» **WRITTEN EXERCISE**: All the data should come back exactly as it was given.

» **SUPPLIED MATERIAL**:
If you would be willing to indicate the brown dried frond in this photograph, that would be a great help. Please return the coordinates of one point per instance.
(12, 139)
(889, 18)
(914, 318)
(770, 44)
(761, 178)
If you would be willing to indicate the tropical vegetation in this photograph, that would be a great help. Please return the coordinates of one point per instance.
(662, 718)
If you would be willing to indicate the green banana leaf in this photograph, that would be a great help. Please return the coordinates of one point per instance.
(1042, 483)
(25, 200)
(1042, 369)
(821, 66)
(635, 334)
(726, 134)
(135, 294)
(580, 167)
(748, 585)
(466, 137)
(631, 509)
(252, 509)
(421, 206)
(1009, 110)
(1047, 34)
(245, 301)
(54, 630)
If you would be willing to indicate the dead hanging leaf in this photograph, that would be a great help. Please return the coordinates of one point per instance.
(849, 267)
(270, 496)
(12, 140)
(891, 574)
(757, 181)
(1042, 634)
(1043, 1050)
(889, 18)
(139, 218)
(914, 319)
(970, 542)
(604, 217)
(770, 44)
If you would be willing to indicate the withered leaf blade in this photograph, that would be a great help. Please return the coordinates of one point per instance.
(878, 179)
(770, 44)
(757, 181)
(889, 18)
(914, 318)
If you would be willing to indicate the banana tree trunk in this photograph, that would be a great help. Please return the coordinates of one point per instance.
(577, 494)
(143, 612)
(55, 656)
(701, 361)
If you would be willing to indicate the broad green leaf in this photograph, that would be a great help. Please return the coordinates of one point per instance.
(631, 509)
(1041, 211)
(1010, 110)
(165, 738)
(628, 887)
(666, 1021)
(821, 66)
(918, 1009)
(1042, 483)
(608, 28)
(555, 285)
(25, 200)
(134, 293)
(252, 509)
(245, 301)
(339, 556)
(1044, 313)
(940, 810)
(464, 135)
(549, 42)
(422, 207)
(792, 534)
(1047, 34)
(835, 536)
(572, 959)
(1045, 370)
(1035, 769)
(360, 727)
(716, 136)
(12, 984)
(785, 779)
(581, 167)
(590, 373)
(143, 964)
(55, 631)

» **RESPONSE**:
If you would be willing to indicate the brown dried frond in this photograph, that would be a great help. Please return the coordinates of one point per instance.
(12, 139)
(889, 18)
(914, 318)
(770, 44)
(761, 178)
If you would be willing to indicate the tropical vegetation in this photograph, that would be a great help. Please return the coordinates of one point per instance.
(662, 718)
If you would be willing to indicate the green banana leaf in this photograph, that would be a great help. Please return the coordinates of one point per instance.
(1042, 483)
(25, 200)
(1042, 369)
(821, 66)
(635, 334)
(726, 134)
(135, 294)
(580, 167)
(748, 585)
(466, 137)
(631, 509)
(252, 509)
(421, 206)
(1009, 110)
(1047, 34)
(245, 301)
(54, 630)
If you would be willing to indicate the dead hanging leaf in this photograph, that would be a great help. Please return the coordinates of one point per instance.
(849, 267)
(270, 496)
(12, 140)
(891, 574)
(757, 181)
(1042, 634)
(1043, 1050)
(889, 18)
(139, 218)
(914, 319)
(970, 542)
(604, 217)
(770, 44)
If you would be willing to indicate the withered leaf blade in this photograph, that would be a great help. Please return the coordinates of one point per instance.
(878, 179)
(770, 44)
(757, 181)
(889, 18)
(914, 318)
If you would be willing to indicate the banana tree trunk in this photograph, that would be a great help. Please return the coordinates of one point per instance.
(577, 494)
(143, 612)
(55, 656)
(701, 361)
If you would be willing to indicate the broad green leaf in this photograph, that would be a great help. Please return the coordinates of one point per instance.
(631, 509)
(1041, 211)
(1010, 110)
(165, 738)
(628, 887)
(666, 1021)
(821, 66)
(918, 1009)
(1042, 483)
(608, 28)
(555, 285)
(25, 200)
(134, 293)
(252, 509)
(245, 301)
(339, 556)
(1044, 313)
(940, 810)
(464, 135)
(549, 42)
(422, 207)
(792, 534)
(1047, 34)
(835, 536)
(572, 959)
(1045, 370)
(1035, 769)
(360, 727)
(716, 136)
(12, 984)
(785, 779)
(581, 167)
(590, 373)
(143, 964)
(55, 631)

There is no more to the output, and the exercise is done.